**ENTRIES SHOWN**
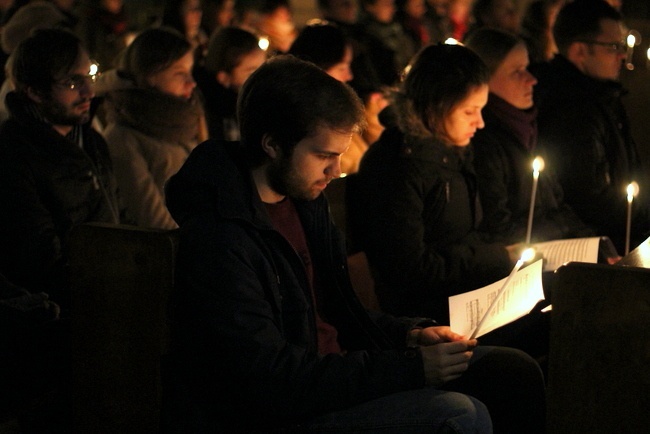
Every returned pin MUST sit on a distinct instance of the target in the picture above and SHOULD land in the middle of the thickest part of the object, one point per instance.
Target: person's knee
(469, 415)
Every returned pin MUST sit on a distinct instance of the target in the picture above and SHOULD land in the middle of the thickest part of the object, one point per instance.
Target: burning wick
(632, 191)
(538, 166)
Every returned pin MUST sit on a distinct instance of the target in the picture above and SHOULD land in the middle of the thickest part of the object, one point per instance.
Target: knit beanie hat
(34, 15)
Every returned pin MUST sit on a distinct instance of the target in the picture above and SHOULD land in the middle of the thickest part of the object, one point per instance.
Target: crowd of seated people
(440, 167)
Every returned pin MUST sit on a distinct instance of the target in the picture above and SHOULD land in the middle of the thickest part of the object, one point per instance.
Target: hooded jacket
(415, 212)
(48, 184)
(503, 164)
(584, 130)
(149, 135)
(245, 338)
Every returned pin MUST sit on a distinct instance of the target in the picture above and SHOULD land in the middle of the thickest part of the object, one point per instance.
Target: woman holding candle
(413, 207)
(506, 148)
(154, 120)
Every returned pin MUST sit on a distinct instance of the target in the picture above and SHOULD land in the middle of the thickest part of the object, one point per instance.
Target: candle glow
(526, 256)
(632, 190)
(538, 166)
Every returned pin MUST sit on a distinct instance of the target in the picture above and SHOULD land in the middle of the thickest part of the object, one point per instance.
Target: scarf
(522, 123)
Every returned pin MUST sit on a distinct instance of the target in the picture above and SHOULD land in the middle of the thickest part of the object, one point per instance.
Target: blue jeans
(508, 382)
(427, 410)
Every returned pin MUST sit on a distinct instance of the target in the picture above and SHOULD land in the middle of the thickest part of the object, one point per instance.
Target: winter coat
(48, 184)
(245, 333)
(584, 130)
(505, 178)
(414, 210)
(149, 135)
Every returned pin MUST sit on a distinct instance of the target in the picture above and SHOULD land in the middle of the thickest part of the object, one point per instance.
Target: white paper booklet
(523, 292)
(558, 252)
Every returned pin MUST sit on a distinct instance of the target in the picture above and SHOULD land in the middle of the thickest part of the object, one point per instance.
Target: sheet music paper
(522, 294)
(559, 252)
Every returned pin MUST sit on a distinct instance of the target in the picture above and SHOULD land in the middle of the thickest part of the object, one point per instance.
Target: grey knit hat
(34, 15)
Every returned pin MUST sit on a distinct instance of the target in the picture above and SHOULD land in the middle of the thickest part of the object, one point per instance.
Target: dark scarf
(522, 123)
(156, 114)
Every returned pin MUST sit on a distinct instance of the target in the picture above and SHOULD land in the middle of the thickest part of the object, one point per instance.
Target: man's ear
(34, 95)
(223, 78)
(270, 146)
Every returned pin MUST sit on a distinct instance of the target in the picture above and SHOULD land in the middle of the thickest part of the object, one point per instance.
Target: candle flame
(527, 254)
(632, 191)
(538, 164)
(263, 43)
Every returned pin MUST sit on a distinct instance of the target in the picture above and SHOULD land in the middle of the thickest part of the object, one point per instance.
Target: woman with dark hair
(154, 120)
(414, 206)
(233, 55)
(506, 148)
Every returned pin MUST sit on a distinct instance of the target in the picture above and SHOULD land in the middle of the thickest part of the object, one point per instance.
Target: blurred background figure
(496, 14)
(506, 147)
(389, 48)
(276, 23)
(23, 21)
(414, 207)
(217, 14)
(104, 28)
(537, 29)
(233, 55)
(327, 47)
(186, 17)
(438, 14)
(459, 13)
(154, 120)
(412, 16)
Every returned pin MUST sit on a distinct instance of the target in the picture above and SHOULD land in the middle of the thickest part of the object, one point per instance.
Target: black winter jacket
(48, 184)
(584, 130)
(414, 210)
(245, 342)
(505, 178)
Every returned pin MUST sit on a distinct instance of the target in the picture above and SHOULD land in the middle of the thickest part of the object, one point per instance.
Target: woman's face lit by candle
(464, 119)
(511, 81)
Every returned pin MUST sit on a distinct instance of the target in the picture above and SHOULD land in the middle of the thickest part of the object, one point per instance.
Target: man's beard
(284, 180)
(58, 114)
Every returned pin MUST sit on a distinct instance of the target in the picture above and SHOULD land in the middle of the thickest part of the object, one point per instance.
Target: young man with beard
(267, 331)
(55, 170)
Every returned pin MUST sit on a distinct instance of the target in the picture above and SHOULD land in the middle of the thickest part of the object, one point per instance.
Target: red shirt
(285, 220)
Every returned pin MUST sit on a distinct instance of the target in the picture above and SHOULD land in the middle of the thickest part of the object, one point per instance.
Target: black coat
(245, 339)
(505, 178)
(48, 184)
(414, 210)
(584, 130)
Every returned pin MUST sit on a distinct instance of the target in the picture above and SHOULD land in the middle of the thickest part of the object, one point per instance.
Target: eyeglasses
(614, 47)
(78, 81)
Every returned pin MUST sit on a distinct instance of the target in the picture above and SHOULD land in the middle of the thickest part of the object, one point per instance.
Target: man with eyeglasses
(55, 170)
(583, 125)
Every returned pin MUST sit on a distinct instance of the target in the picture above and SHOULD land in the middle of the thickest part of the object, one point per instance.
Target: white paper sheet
(522, 294)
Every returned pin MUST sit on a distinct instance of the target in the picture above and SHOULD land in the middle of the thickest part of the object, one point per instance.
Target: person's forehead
(610, 28)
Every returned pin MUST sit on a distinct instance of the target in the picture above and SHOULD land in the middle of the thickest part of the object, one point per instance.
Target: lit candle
(526, 256)
(538, 166)
(632, 191)
(631, 42)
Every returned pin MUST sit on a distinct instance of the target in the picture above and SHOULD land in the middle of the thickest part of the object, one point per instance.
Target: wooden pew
(121, 280)
(599, 360)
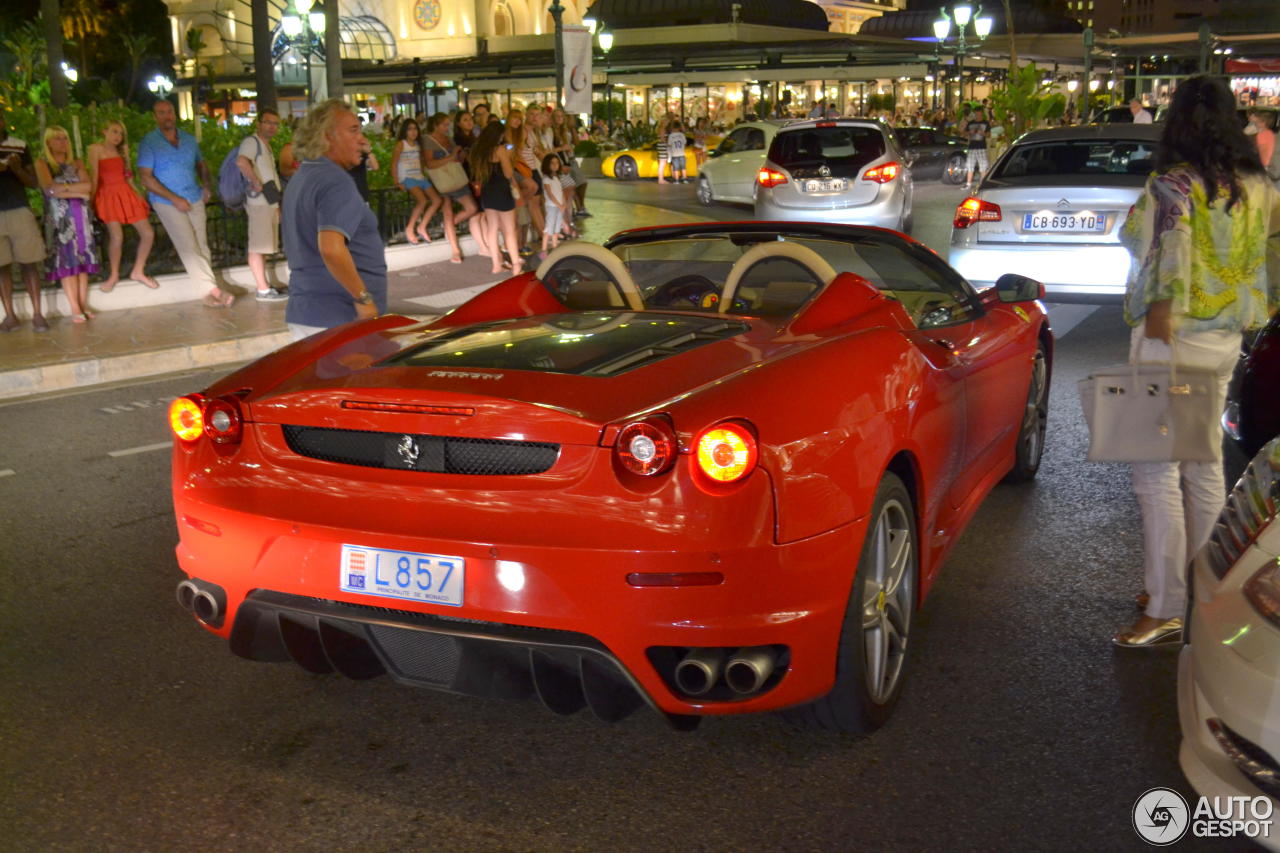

**EXERCISE OBJECTIVE**
Pull out every line above that contains the word "person" and copy each one.

**OUTPUT FOR THIS EXERCISE**
Target: person's knee
Target: person's forehead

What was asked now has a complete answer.